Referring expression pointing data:
######
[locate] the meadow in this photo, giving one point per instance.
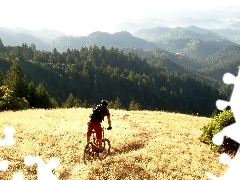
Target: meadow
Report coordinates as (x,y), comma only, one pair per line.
(145,145)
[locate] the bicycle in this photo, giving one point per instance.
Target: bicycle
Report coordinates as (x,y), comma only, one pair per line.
(90,150)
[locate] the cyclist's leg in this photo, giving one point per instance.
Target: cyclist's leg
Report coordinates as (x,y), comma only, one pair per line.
(98,130)
(89,131)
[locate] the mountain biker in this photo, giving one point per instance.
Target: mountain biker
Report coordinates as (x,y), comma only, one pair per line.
(95,122)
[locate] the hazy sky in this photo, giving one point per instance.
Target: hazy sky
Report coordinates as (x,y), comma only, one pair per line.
(81,17)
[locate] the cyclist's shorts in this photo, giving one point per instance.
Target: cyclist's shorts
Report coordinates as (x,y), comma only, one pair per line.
(96,127)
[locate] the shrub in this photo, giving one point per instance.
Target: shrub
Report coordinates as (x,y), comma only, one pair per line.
(8,101)
(217,123)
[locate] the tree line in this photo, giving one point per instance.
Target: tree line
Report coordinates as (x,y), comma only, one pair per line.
(85,76)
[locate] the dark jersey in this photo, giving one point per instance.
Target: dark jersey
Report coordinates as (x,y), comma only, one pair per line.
(98,113)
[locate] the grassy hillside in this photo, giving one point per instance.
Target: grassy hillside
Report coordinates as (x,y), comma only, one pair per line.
(145,145)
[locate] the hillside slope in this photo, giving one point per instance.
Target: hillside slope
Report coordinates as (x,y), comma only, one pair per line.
(145,145)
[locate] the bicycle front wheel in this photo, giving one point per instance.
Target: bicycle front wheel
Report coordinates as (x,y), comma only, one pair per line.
(89,152)
(106,149)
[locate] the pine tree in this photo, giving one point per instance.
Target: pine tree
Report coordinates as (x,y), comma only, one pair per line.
(133,106)
(16,81)
(117,104)
(43,98)
(1,78)
(71,102)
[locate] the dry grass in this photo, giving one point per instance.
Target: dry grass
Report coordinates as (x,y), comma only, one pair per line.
(145,145)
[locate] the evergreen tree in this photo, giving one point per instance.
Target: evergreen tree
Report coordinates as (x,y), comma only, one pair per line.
(8,101)
(71,102)
(1,78)
(43,98)
(133,106)
(16,81)
(117,104)
(1,46)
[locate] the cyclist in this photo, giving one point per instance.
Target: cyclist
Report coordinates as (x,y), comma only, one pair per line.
(99,112)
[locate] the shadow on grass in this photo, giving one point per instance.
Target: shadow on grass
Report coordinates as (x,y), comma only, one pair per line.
(117,170)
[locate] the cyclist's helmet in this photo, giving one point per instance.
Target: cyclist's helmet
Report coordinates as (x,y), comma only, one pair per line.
(104,102)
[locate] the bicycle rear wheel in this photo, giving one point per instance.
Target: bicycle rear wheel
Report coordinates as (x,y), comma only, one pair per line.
(106,149)
(89,152)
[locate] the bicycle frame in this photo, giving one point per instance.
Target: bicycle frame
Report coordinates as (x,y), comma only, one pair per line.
(90,151)
(94,139)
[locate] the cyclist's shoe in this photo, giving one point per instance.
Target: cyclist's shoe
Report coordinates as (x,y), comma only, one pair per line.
(100,150)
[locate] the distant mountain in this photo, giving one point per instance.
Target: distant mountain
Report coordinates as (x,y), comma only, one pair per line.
(17,39)
(191,41)
(162,33)
(116,40)
(225,60)
(44,34)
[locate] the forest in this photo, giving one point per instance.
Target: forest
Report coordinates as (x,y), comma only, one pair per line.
(94,73)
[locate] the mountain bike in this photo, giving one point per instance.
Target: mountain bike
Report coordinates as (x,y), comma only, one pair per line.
(90,150)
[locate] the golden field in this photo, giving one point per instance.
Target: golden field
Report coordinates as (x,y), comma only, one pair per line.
(145,145)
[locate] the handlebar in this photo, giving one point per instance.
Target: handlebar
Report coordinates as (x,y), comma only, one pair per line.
(109,128)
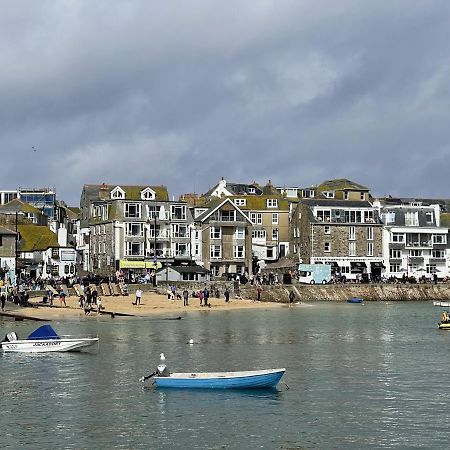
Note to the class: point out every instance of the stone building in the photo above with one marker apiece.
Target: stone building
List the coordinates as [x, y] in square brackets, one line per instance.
[343, 233]
[222, 238]
[133, 228]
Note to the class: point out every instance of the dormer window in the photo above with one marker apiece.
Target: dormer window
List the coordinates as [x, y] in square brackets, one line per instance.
[117, 193]
[147, 194]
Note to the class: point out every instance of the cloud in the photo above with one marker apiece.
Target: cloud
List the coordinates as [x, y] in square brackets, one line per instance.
[185, 92]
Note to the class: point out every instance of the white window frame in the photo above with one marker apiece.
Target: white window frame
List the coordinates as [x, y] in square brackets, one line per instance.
[126, 211]
[239, 251]
[215, 251]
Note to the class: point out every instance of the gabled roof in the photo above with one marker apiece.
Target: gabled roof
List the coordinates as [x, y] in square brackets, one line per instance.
[18, 205]
[215, 205]
[132, 192]
[36, 238]
[341, 184]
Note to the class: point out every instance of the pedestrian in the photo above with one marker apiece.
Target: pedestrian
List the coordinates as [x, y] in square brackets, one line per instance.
[206, 296]
[291, 298]
[186, 297]
[138, 296]
[62, 298]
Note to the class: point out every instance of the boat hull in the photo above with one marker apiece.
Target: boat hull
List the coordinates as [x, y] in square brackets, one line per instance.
[225, 380]
[48, 345]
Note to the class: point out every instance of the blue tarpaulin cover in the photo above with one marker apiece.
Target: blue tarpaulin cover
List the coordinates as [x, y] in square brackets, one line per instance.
[44, 332]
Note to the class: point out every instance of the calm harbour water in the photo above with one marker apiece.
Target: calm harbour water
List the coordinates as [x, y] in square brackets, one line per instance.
[360, 377]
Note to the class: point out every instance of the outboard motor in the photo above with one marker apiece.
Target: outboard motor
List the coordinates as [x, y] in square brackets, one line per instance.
[12, 336]
[162, 371]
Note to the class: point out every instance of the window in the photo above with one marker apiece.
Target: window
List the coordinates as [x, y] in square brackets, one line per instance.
[133, 210]
[439, 239]
[134, 249]
[215, 233]
[352, 248]
[134, 229]
[351, 233]
[323, 215]
[256, 218]
[228, 216]
[259, 234]
[412, 219]
[178, 212]
[239, 233]
[438, 254]
[215, 251]
[398, 237]
[147, 194]
[239, 251]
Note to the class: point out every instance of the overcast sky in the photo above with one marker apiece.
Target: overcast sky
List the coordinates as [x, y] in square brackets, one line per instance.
[184, 92]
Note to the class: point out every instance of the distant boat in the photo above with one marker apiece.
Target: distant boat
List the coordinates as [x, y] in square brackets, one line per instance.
[355, 300]
[45, 339]
[443, 304]
[255, 379]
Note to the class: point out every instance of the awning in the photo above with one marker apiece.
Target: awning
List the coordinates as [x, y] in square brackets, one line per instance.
[124, 264]
[357, 266]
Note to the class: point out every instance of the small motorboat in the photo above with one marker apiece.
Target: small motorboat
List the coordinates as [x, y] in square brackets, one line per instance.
[45, 339]
[442, 304]
[253, 379]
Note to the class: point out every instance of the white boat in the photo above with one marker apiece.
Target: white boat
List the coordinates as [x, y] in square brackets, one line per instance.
[45, 339]
[443, 304]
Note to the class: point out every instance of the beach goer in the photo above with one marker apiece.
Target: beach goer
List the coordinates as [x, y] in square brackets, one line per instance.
[186, 297]
[291, 298]
[138, 296]
[206, 296]
[62, 298]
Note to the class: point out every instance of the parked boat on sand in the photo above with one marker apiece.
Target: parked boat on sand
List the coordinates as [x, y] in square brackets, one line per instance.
[45, 339]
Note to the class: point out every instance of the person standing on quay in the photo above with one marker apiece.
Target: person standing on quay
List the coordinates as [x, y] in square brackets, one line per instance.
[138, 296]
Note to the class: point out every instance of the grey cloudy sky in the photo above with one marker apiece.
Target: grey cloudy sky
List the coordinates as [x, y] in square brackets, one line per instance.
[183, 92]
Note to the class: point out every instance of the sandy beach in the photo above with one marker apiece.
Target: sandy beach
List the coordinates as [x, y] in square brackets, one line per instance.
[151, 304]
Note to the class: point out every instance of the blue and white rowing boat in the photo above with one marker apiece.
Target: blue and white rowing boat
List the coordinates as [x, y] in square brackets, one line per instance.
[252, 379]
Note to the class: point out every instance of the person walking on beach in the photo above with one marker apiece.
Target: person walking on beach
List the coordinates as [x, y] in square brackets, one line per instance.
[138, 296]
[291, 298]
[206, 296]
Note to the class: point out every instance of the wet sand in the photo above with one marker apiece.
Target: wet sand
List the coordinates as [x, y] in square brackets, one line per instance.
[151, 304]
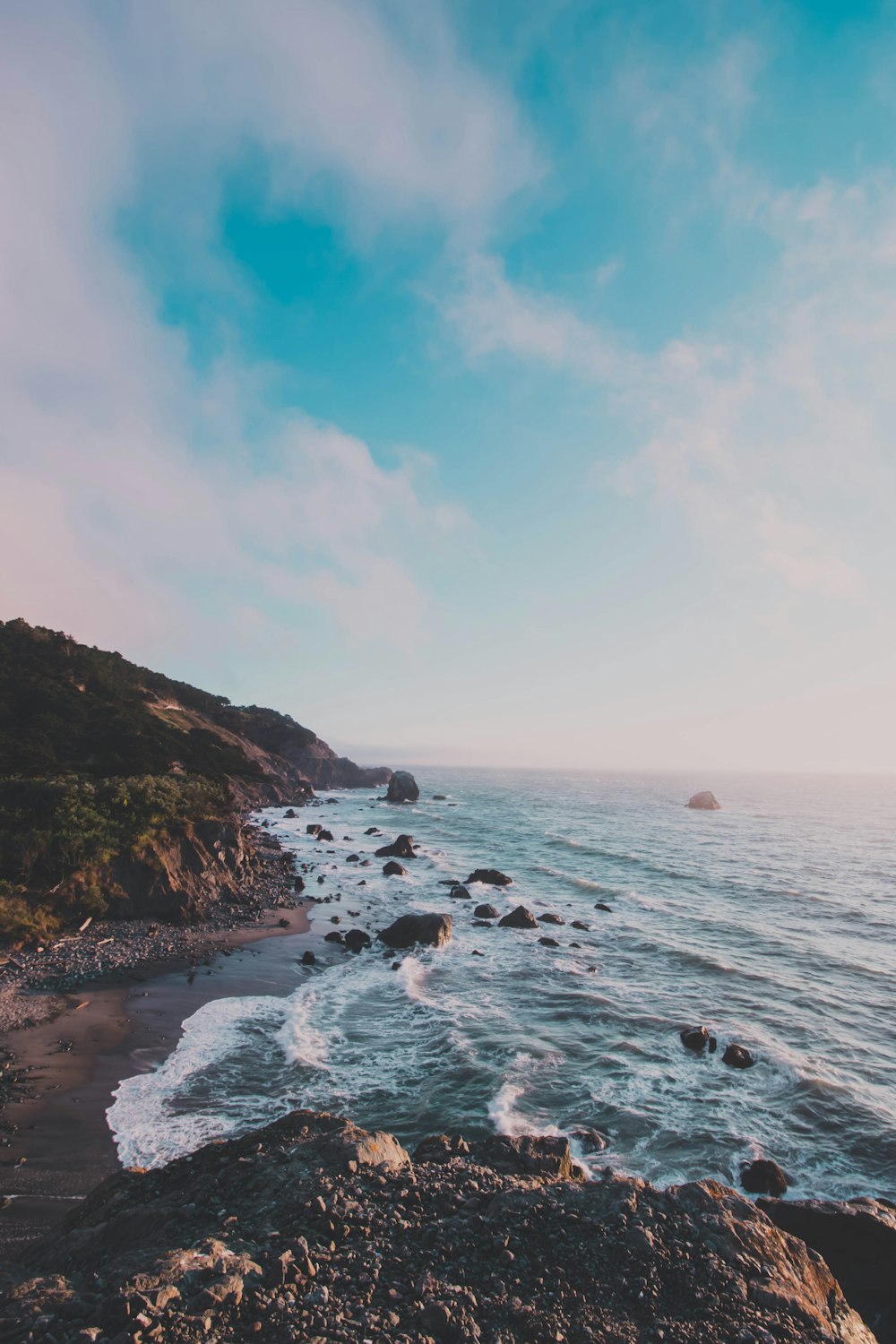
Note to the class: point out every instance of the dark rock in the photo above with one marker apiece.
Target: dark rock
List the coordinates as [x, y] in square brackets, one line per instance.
[857, 1238]
[401, 849]
[519, 918]
[763, 1177]
[704, 801]
[433, 930]
[697, 1039]
[490, 876]
[402, 788]
[737, 1056]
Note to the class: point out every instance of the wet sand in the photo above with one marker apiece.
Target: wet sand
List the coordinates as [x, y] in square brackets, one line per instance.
[123, 1024]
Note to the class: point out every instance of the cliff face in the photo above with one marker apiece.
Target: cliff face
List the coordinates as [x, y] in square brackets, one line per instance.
[70, 709]
[314, 1228]
[112, 776]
######
Task to carry out:
In the records above, find the line with "[locate] the handlebar" and the line with "Note to the class: point out every instance of the stone", then restate word for word only those two lines and all lines between, omitting pictures.

Your response:
[locate] the handlebar in this photo, giving one point per instance.
Target: handlebar
Report coordinates as (x,y), comma only, one pair per line.
(109,128)
Note to the class: point out every instance of the stone building in the photo above with one marker apiece.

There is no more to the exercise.